DOCUMENT SECTION →

··········

Page v. Pension Benefit Guaranty Corp.
213 F. Supp. 3d 200
| D.D.C. | 2016Background
- Two consolidated class actions against the PBGC (Page and Collins) settled in 1996; PBGC funded a Settlement Fund and a Settlement Director/CASB implemented benefit payments.
- Settlement implementation (extended beyond 36 months) paid over $922 million; court-ordered 8% attorney fee awarded to Class Counsel (~$75M initially) for payments made during implementation.
- A 2001 Wrap-Up Agreement (approved by the court) transferred post-2002 payment processing to PBGC’s Pension Search program and provided that PBGC would continue to deduct 8% attorney fees from payments for a ten-year period beginning August 31, 2002, after which PBGC would have no further liability for fees.
- Post-2002, PBGC paid roughly $111 million to ~7,500 additional class members and deducted the 8% fee through August 2012; PBGC stopped withholding fees in September 2012.
- Protracted disputes followed about CASB wind-down, audits of Pension Search, and responsibility for locating remaining class members; Class Counsel claim PBGC’s conduct prevented full performance and so the ten-year fee window should be tolled or extended.
- Class Counsel moved to enforce the Wrap-Up Agreement/charging lien seeking additional fees; the court denied the motion, holding the fee provision unambiguous and expired.
Issues
| Issue | Plaintiff's Argument | Defendant's Argument | Held |
|---|---|---|---|
| Whether the Wrap-Up Agreement’s 10-year limit on recovery of attorney fees should be extended or tolled | Toll or extend the 10-year fee period because PBGC failed to participate in CASB, avoided audits, and thereby prevented payments during part of the ten years (so Counsel did not get the bargain) | The fee clause is plain: the 10-year period starts Aug 31, 2002 and then PBGC has no further liability; PBGC paid substantial benefits and withheld fees during that period, so no extension warranted | Court held the fee clause unambiguous, refused to toll/extend; fees expired after the ten-year calendar period and denied Counsel’s motion |
| Whether the fee provision is ambiguous such that extrinsic purposes/contract context could alter its plain meaning | Clause ambiguous (lack of explicit date in second sentence, use of "a" ten-year period) and should be read in light of contract purpose to incentivize locating class members | Clause plainly sets start date Aug 31, 2002 and a ten-year run; grammar and context do not create reasonable alternative meanings | Court held the clause not reasonably susceptible to different constructions and enforced the plain text |
| Whether equitable doctrines (prevention/estoppel) excuse strict application of the 10-year limit | PBGC’s conduct prevented occurrence of conditions needed for Counsel to receive fees, so doctrine of prevention or similar equitable relief should toll the period | Prevention doctrine typically addresses failure of a condition precedent; here PBGC continued to pay benefits and the Agreement provided APA and other remedies for processing errors, so prevention does not apply | Court rejected prevention argument: record shows PBGC made substantial payments during the ten years and counsel identified no concrete payments lost due to PBGC misconduct; Agreement anticipated processing issues and provided remedies |
| Whether court should modify the consent decree/Wrap-Up Agreement to provide additional fees | Counsel asks for interpretation favoring their bargain (not an express modification) to reach fees beyond 10 years | PBGC argues any change would be a modification of the consent decree that the court should not impose absent proper basis | Court refused to reinterpret provision in a manner that would effectively modify the agreement, emphasizing that it must enforce unambiguous terms |
Key Cases Cited
- Kokkonen v. Guardian Life Ins. Co. of Am., 511 U.S. 375 (1994) (court may retain jurisdiction to enforce and interpret consent decrees)

··········

PROVIDED RECORDS →
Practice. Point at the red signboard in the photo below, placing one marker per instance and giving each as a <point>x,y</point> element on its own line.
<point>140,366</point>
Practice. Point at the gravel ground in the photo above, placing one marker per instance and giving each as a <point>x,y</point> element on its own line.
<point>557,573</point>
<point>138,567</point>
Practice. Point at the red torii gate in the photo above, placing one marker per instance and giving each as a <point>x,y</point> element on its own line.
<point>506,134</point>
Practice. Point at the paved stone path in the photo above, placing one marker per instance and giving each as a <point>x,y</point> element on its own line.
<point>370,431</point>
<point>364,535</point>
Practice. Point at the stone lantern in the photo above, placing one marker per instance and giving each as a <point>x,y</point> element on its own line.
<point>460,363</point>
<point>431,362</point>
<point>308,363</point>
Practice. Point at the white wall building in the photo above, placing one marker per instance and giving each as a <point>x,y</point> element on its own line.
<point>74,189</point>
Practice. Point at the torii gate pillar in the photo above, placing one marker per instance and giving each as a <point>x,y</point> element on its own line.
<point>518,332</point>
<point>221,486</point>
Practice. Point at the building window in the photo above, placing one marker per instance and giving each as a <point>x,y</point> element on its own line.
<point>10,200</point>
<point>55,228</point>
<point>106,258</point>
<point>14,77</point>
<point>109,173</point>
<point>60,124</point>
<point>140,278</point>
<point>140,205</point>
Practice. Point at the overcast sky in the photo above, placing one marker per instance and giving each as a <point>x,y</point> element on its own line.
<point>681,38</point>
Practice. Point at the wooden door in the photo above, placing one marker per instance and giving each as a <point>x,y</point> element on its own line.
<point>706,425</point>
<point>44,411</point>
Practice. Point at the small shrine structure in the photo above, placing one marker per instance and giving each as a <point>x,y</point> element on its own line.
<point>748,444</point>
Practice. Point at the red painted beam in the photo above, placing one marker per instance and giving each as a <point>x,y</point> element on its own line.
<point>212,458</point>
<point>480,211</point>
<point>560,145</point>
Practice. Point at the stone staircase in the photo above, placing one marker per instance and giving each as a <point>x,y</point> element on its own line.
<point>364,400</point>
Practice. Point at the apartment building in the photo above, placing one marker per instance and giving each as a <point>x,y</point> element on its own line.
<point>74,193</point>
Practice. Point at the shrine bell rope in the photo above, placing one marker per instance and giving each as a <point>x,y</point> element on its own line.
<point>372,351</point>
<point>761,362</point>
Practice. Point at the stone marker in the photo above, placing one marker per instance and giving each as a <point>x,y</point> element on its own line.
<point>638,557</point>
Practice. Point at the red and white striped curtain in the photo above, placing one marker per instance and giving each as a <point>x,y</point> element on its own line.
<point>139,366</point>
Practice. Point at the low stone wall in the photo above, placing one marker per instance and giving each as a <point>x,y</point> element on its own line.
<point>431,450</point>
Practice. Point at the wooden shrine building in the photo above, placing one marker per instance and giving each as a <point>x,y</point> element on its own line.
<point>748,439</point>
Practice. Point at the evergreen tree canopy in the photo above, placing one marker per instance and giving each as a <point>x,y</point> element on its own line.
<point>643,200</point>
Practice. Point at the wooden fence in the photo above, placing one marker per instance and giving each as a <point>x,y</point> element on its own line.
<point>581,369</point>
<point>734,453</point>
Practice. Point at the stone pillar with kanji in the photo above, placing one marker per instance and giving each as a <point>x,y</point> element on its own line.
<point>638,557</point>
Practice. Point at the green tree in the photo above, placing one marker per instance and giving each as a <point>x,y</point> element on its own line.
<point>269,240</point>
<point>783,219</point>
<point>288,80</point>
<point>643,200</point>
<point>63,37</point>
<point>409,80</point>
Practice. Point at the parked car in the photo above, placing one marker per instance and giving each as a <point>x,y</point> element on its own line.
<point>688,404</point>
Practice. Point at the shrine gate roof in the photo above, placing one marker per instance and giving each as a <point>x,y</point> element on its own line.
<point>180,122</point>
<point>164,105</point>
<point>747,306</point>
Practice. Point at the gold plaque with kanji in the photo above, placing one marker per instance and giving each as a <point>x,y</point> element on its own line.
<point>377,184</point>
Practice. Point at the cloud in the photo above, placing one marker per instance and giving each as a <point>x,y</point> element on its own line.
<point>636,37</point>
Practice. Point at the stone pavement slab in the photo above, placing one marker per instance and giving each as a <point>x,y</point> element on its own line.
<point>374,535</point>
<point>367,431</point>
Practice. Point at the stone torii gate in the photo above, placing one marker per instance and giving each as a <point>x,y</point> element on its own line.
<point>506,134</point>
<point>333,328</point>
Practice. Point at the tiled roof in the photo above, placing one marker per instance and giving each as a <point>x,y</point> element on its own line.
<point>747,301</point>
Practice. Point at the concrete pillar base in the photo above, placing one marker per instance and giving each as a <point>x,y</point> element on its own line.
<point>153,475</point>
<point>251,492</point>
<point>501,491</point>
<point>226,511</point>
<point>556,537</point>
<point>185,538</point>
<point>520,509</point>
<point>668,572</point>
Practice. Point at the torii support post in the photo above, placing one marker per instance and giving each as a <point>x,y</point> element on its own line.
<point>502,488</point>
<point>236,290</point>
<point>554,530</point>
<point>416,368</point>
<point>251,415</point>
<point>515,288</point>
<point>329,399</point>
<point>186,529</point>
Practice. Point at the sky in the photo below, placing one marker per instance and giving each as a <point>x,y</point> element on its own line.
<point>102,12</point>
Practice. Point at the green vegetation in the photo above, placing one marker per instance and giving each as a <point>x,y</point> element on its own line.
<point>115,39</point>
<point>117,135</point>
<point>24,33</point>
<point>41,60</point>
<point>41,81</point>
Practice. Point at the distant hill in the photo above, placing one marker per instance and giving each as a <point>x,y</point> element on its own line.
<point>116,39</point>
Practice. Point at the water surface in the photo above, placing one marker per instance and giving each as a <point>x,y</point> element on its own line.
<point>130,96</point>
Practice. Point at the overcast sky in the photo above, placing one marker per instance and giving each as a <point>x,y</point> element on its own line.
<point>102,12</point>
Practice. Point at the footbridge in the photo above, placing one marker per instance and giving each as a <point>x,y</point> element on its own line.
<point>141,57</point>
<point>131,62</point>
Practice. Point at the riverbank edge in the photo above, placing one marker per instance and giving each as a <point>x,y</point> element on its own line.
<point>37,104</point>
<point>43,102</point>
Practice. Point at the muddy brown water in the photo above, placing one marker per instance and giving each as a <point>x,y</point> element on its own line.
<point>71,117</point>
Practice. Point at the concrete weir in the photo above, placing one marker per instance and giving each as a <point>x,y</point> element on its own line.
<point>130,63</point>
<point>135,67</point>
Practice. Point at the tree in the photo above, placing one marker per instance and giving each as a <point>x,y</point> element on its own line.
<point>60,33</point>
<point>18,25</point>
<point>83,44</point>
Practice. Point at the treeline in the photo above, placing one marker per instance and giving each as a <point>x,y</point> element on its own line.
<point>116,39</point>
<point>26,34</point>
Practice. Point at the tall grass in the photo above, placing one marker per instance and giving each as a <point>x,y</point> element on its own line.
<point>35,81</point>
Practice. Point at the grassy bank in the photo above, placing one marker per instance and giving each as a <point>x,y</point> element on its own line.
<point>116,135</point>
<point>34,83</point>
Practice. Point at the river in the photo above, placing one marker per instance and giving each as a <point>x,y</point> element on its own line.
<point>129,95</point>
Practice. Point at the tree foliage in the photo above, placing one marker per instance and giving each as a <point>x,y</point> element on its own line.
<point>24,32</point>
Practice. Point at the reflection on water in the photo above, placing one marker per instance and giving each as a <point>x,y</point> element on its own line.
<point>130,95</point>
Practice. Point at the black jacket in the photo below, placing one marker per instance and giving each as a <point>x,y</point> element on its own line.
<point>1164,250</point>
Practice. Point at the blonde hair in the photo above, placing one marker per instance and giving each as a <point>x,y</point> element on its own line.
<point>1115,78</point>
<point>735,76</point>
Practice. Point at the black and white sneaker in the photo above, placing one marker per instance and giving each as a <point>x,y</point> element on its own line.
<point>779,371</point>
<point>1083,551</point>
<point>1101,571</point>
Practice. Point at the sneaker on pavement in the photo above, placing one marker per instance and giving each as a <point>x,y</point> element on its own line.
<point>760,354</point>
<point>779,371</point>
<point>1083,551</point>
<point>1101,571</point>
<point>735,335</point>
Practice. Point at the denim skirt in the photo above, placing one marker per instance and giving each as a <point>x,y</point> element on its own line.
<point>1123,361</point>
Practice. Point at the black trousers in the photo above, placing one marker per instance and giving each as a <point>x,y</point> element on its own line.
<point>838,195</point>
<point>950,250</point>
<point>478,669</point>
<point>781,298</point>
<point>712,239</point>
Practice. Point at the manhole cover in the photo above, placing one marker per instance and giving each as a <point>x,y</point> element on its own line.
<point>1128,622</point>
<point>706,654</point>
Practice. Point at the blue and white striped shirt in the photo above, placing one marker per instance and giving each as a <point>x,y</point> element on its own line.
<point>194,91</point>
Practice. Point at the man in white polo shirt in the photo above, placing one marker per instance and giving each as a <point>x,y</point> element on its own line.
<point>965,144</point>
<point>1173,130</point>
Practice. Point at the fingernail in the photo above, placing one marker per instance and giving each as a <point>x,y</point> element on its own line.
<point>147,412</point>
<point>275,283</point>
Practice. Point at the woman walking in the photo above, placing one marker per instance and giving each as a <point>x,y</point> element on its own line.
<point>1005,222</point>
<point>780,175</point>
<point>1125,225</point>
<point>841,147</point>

··········

AIM →
Resume the case summary of Page v. Pension Benefit Guaranty Corp. from the point where it stops.

TASK OUTPUT →
- United States v. Alshabkhoun, 277 F.3d 930 (7th Cir.) (consent decree treated as court order embodying party agreement)
- United States v. W. Elec. Co., 894 F.2d 430 (D.C. Cir.) (consent decree interpreted under ordinary contract principles; meaning discerned within four corners)
- Omega Eng’g, Inc. v. Omega, S.A., 432 F.3d 437 (2d Cir.) (settlement agreements construed as contracts)
- Travelers Indem. Co. v. Bailey, 557 U.S. 137 (2009) (unambiguous private contract terms must be enforced according to their terms)
- Hughes v. United States, 342 U.S. 353 (1952) (court may not rewrite an agreement to accomplish unexpressed purposes)
- Shear v. Nat’l Rifle Ass’n of Am., 606 F.2d 1251 (D.C. Cir.) (doctrine that a promisor who prevents condition from occurring cannot benefit from nonoccurrence)
- Gulf Oil Corp. v. Am. La. Pipe Line Co., 282 F.2d 401 (6th Cir.) (promisor cannot avoid liability by preventing condition precedent)
- ITT Cont’l Baking Co. v. United States, 420 U.S. 223 (1975) (distinguishing interpretation from modification of a consent decree)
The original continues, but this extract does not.